- **DESCRIPTION OF THE TASK**
Locate the line that contains "the white ceramic". Print it and every subsequent line through the final line of the records, exactly and only those.

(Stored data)
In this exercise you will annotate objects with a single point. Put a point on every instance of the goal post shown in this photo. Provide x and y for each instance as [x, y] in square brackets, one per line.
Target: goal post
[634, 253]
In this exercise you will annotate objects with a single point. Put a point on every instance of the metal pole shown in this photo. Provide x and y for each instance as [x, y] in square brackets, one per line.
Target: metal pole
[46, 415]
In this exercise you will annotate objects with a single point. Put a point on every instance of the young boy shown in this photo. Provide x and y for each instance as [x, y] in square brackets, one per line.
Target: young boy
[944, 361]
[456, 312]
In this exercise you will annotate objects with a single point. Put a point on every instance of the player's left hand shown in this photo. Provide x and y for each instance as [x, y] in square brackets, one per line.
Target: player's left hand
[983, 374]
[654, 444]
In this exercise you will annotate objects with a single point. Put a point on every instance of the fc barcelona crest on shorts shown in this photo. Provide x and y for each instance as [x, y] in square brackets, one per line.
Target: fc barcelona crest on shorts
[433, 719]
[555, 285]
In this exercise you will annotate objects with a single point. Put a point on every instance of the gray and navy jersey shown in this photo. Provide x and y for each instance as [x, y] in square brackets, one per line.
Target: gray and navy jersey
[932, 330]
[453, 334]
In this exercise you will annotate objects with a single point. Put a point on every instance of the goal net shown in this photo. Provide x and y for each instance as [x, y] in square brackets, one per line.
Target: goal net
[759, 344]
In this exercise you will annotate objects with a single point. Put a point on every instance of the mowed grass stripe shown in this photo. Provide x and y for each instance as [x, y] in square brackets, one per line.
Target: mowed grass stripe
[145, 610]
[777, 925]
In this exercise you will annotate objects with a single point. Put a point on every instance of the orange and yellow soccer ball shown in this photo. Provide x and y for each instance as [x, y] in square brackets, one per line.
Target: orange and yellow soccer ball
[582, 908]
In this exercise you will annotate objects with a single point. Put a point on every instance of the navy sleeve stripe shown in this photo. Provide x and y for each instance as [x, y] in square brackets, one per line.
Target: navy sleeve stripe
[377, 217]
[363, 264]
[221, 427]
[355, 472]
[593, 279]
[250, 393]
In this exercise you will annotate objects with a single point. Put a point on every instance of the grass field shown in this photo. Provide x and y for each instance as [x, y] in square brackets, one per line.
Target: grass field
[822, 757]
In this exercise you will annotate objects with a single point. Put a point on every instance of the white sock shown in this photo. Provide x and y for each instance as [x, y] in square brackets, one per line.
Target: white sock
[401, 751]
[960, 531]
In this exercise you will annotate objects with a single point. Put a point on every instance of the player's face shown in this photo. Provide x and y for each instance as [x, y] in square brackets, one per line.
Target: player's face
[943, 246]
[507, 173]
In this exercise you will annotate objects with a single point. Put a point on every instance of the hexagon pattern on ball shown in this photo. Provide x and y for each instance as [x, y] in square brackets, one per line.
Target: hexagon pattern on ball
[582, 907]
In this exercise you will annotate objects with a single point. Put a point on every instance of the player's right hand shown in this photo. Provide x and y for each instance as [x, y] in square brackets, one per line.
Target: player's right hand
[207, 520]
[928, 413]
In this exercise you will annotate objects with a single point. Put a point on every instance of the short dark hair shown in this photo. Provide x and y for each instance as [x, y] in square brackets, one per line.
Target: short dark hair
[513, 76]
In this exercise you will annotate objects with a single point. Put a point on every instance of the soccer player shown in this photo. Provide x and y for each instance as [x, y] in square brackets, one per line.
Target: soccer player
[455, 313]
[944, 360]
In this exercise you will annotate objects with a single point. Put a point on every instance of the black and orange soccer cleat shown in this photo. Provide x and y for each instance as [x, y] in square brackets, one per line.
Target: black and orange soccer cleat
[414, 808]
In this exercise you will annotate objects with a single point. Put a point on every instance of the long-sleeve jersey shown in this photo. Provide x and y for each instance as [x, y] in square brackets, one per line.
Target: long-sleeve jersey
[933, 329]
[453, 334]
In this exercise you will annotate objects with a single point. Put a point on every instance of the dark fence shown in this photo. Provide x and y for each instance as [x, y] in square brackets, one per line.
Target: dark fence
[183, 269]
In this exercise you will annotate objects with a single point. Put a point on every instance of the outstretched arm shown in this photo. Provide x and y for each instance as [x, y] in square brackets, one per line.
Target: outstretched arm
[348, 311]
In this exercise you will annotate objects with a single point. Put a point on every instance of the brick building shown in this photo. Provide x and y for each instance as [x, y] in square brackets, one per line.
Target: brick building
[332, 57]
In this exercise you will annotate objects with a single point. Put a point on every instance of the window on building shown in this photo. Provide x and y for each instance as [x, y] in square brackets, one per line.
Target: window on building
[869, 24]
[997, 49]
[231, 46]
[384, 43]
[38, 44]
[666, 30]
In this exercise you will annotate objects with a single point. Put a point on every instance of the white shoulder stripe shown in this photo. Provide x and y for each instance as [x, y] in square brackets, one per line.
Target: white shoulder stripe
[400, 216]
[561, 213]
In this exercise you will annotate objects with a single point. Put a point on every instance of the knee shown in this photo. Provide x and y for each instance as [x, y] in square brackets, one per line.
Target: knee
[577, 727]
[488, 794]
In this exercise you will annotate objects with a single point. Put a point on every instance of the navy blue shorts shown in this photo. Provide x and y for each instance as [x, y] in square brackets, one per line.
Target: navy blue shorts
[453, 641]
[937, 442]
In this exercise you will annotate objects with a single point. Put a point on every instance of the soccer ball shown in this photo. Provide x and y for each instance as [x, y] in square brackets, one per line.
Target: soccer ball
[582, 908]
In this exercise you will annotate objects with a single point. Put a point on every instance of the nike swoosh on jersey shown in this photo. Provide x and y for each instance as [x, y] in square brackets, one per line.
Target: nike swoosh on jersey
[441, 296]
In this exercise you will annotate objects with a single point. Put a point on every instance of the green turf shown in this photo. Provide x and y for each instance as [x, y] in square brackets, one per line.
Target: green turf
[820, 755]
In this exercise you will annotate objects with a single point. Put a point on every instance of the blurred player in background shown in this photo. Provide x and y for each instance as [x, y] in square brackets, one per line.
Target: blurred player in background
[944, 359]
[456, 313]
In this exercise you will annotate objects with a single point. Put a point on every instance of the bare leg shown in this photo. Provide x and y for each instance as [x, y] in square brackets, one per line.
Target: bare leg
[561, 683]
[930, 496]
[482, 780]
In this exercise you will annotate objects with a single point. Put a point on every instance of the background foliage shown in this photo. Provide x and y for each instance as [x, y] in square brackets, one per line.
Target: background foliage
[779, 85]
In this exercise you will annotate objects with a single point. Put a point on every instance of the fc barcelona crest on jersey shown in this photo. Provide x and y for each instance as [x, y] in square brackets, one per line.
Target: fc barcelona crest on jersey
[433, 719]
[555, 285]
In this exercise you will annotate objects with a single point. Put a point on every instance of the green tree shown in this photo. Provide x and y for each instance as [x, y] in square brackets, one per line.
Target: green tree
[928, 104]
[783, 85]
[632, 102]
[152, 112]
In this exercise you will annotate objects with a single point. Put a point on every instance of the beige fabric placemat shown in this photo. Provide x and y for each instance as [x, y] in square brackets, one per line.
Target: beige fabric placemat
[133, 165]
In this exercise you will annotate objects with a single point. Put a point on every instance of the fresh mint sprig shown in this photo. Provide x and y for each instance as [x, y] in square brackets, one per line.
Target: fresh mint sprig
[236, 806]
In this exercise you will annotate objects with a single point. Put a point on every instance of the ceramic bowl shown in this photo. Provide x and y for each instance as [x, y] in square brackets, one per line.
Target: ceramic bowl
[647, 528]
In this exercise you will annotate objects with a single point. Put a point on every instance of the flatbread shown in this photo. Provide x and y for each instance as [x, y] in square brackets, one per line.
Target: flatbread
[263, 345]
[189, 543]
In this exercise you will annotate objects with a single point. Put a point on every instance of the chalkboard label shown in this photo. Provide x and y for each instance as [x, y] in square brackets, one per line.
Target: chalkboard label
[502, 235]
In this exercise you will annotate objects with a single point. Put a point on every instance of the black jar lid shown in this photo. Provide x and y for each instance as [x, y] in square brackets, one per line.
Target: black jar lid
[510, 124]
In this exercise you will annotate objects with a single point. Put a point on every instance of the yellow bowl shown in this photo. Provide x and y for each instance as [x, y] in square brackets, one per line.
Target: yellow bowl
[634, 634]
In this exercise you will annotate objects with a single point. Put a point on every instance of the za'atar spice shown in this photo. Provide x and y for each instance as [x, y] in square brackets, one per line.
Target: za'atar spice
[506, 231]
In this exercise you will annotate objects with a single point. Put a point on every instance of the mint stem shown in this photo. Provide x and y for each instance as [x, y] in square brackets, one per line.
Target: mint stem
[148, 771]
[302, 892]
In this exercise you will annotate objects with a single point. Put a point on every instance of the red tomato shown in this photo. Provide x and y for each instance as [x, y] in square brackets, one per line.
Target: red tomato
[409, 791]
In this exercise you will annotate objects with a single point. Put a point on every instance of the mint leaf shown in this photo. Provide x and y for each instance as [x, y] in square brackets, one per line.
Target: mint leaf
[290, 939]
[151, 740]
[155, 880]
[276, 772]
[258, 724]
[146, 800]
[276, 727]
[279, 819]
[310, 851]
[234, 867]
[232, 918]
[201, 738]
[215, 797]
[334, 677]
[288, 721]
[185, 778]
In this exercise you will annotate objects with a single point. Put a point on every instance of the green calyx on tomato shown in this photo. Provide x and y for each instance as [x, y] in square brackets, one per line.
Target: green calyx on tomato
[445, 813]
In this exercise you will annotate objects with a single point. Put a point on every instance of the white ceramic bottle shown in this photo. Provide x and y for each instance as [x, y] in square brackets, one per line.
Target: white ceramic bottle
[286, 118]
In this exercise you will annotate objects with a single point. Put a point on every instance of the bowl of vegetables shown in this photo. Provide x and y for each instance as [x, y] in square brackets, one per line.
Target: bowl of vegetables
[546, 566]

- **OUTPUT BELOW**
In this exercise you will annotate objects with a single point. Put a point on every instance of the white ceramic bottle shown in this photo. Provide x and y for each instance as [x, y] in square brackets, one per line.
Target: white ceramic bottle
[286, 118]
In this exercise you will annotate objects with a single point. Put a point on every instance of the bowl of vegetables shown in this photo. Provide x and y for each instance as [x, y] in square brackets, one per line.
Target: bowl of vegetables
[546, 566]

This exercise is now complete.